EXCERPT TO READ
========
It’s now thirty years since I first floated the idea Social Policy Bonds at a meeting of the Australian Agricultural Economics Society in Blenheim, New Zealand. My aim was to inject the market’s incentives and efficiencies into the achievement of social and environmental outcomes. Under a Social Policy Bond regime, bonds are issued on the free market for whatever price they will fetch. The bonds would be backed by any combination of philanthropists and public- or private-sector groups, perhaps swelled by contributions from the public. The bonds would not bear interest and would be redeemable for a fixed sum only when a targeted social or environmental objective has been achieved and sustained. The idea is that the holders of the bonds would form a coalition whose over-arching goal is exactly that of society: to achieve the targeted goal as quickly as possible.
If this sounds familiar, it’s because my work led to the creation of Social Impact Bonds of which about sixty, involving investments of more than $200m, have been launched in 15 countries, aimed at meeting various social challenges. There are 32 in the UK alone, with such goals as reducing recidivism rates, and housing rough sleepers in London.
There’s one important feature, though, about my original idea that differentiates it from Social Impact Bonds: my intention has always been that the bonds be tradeable, whereas SIBs, also known as ‘Pay for Success’ bonds, are not. This is a critical difference. I believe making the bonds tradeable would greatly enhance the range of goals that we can target.
========
EXERCISE
Carry on the piece about tradeable Social Policy Bonds, picking up after its last sentence. The lines that come next have no connection to the text above.

INFORMATION PROVIDED
========
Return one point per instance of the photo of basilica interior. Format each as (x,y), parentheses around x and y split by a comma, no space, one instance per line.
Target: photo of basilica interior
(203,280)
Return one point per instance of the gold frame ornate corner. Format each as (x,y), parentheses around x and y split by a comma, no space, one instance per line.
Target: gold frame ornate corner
========
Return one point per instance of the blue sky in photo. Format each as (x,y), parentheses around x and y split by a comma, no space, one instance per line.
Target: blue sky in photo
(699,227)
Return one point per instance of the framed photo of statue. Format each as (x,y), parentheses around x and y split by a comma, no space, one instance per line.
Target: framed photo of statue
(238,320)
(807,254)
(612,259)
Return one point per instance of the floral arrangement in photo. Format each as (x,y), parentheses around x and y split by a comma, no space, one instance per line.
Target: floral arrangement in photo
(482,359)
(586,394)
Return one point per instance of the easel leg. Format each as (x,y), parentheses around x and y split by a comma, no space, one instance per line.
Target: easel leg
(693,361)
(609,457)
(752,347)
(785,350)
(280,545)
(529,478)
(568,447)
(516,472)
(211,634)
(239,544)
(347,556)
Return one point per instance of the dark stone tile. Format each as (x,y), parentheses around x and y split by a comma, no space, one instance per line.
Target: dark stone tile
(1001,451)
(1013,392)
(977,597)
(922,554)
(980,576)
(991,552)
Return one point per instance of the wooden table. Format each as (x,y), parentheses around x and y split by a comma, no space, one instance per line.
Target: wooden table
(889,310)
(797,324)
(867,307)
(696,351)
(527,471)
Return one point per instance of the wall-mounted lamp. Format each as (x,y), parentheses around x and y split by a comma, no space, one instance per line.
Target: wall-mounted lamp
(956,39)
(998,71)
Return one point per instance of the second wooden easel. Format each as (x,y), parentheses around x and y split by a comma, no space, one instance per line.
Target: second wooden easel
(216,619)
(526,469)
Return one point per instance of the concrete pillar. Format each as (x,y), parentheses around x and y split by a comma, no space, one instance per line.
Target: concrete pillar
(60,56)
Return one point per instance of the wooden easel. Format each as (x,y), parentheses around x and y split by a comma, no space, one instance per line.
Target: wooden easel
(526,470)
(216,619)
========
TASK OUTPUT
Most importantly, we could target long-term goals. Investors will buy the bonds only if they expect to profit from them. Because SIBs are not tradeable, people have to hold them to redemption to make a profit. That in turn means that would-be investors want any targeted goal to have a realistic chance of being achieved quickly. This narrows the scope of the goals they can target, and so too the opportunities for shifting resources to and from different approaches to solving a particular problem, and varying them over time. Without tradeability, investors have no incentive to research and experiment with innovative approaches that have anything other the shortest lead time or are otherwise almost risk free.
Tradeability means that we do not need to specify in advance who shall achieve our goals nor how they shall do so. The market for Social Policy Bonds would ensure that they will find their way into the hands of the highest bidders for them – who will be those best-placed to advance progress towards society’s targeted goal most efficiently. Our biggest goals will require multiple steps for their achievement. A market for the bonds will allow those who are most efficient at taking the first step to sell their bonds, at a profit, to those best placed to handle the next stage, and so on, until the goal is achieved. At every stage on the way to achieving our social goals, the market for the bonds will favour the most cost-effective coalition of operators.
Another plus of tradeability is that a market for the bonds would generate extremely useful information both for would-be investors and for policymakers. The value of the bonds will rise and fall depending on whether the market thinks the targeted goal will be achieved more or less quickly. These prices, and their changes, will be immensely valuable to those having to decide where to allocate society’s scarce resources, be they in the public or private sector.
My idea was ambitious: to bring the market’s benefits to such vital national goals as improving the health of a population, eliminating poverty or achieving universal literacy. But Social Policy Bonds could target global goals too: the ending of war, civil war, terrorism; the mitigation of climate change (or its negative impacts) or any global environmental problem, such as loss of biodiversity and degradation of the oceans. These broad problems require a long-term outlook that recognises that we cannot identify in advance who will be best-placed to solve them, nor how they will do so. But, under a Social Policy Bond regime, there would be no need to do either: tradeable bonds would encourage the exploration, refinement and implementation of diverse, adaptive, approaches, with the aim of achieving society’s long-term social and environmental goals as efficiently as possible.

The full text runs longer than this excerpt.